◆ Given instruction A: Reproduce the records word for word, from the line containing "Q: Can you provide the bounding box of the white cloud" through the final line of the records, with both of those lines included.

◆ Passage:
Richard Marius was involved with the Thomas More project at Yale where he had taken his Doctor of Philosophy degree. He published the definitive biography of More in 1983. Just prior to his death he completed Martin Luther in 1999. Both of those highly readable works challenged the prevailing orthodoxies of their enthusiasts by approaching their subjects, devoid of their sanctity, as men of their time "struggling to reconcile their beliefs, fears and earthly ambitions, sometimes without admirable result, but always fully human."

His novels also interested me. All four are set in the mythical East Tennessee county of Bourbon. I have just finished reading the earliest, The Coming of Rain (Knopf, 1969).

The novel spans two days in June 1885. Hundreds of folks in the county, in the throes of a 53 day drought, have gathered in the near-dead land to witness the hanging of Mr. Simpson who had murdered his wife with a hammer in dogwood time. Despair over the futility of hard work had led to the crime.

Simpson's six-year-old daughter Ardelphia came upon her father in the act of murder, escaped, and ran the six miles to town in her nightclothes for help. When Sheriff Delaney and his deputies arrived they found Simpson sitting on the bed, hammer in hand in a trance.

◆ Given instruction B: Quote the entire passage about Richard Marius and his writings verbatim.

◆ Region annotation entries:
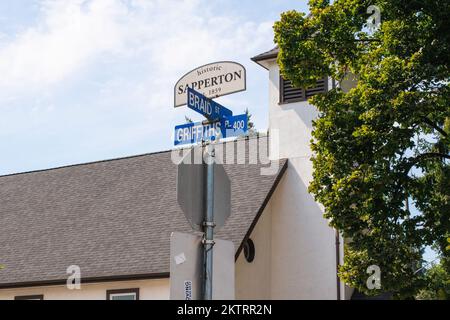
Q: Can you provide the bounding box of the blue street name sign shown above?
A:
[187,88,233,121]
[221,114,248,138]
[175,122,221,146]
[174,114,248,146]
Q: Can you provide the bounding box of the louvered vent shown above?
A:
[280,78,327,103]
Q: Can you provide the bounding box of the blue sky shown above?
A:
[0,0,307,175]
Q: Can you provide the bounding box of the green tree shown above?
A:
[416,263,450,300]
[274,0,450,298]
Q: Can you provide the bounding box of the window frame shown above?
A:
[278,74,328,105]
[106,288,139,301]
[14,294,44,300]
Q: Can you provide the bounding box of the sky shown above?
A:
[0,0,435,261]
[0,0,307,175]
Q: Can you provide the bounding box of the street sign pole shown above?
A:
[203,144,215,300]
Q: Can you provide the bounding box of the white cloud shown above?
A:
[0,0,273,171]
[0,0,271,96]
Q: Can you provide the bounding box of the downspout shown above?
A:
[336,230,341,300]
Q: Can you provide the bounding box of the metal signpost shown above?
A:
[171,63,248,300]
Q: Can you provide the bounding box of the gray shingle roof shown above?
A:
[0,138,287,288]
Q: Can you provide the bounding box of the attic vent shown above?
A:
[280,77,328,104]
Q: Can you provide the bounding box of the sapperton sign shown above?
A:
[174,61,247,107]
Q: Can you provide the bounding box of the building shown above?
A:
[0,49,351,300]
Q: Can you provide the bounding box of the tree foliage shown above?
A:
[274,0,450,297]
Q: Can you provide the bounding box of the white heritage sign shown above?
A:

◆ Worked answer A:
Q: Can you provide the bounding box of the white cloud shown above?
A:
[0,0,273,171]
[0,0,271,96]
Q: Can you provide the bounding box of the downspout shown above?
A:
[336,230,341,300]
Q: Can you provide the bounding box of the metal signpost shown above?
A:
[171,63,248,300]
Q: Can you provide the bounding box of the gray shingle roof shown above?
A:
[0,138,287,288]
Q: Can you provide the bounding box of the attic vent shown above?
A:
[280,77,328,104]
Q: Can you provide the bounding box of the sapperton sign shown above?
A:
[174,61,247,107]
Q: Can you provide the bounding box of the building shown above?
A:
[0,49,351,300]
Q: Can you provide the bounding box of the tree foliage shown above?
A:
[274,0,450,297]
Q: Can you provide the bounding box of the white heritage sign shown above?
A:

◆ Worked answer B:
Richard Marius was involved with the Thomas More project at Yale where he had taken his Doctor of Philosophy degree. He published the definitive biography of More in 1983. Just prior to his death he completed Martin Luther in 1999. Both of those highly readable works challenged the prevailing orthodoxies of their enthusiasts by approaching their subjects, devoid of their sanctity, as men of their time "struggling to reconcile their beliefs, fears and earthly ambitions, sometimes without admirable result, but always fully human."

His novels also interested me. All four are set in the mythical East Tennessee county of Bourbon. I have just finished reading the earliest, The Coming of Rain (Knopf, 1969).

The novel spans two days in June 1885. Hundreds of folks in the county, in the throes of a 53 day drought, have gathered in the near-dead land to witness the hanging of Mr. Simpson who had murdered his wife with a hammer in dogwood time. Despair over the futility of hard work had led to the crime.

Simpson's six-year-old daughter Ardelphia came upon her father in the act of murder, escaped, and ran the six miles to town in her nightclothes for help. When Sheriff Delaney and his deputies arrived they found Simpson sitting on the bed, hammer in hand in a trance.